─── Stored rows ───

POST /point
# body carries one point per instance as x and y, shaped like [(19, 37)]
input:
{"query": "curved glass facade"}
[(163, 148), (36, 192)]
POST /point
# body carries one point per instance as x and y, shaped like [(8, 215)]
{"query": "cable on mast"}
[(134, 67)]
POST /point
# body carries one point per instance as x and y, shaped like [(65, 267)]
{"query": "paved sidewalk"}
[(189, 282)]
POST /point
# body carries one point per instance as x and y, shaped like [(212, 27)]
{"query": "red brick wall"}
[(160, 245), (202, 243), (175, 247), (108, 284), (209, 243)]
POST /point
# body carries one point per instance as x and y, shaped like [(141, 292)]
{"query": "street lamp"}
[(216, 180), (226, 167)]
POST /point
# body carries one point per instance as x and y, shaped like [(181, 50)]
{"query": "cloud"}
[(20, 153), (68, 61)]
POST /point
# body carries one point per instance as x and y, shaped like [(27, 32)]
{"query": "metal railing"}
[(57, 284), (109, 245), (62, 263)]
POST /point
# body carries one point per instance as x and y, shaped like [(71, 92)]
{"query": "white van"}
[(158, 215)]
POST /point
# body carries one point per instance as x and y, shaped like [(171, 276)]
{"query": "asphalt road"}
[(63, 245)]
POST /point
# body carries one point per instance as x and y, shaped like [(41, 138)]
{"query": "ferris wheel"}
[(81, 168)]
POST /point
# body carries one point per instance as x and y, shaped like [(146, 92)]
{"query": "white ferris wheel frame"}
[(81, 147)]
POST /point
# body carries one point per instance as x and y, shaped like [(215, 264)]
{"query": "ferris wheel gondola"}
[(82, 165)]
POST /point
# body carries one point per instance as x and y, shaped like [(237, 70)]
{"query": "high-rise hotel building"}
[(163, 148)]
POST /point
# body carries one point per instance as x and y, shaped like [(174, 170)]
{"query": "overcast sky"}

───

* Short task *
Count the lines of the records that contain the string "ferris", treating uppercase and lowercase as different, and give only the number.

* Problem solution *
3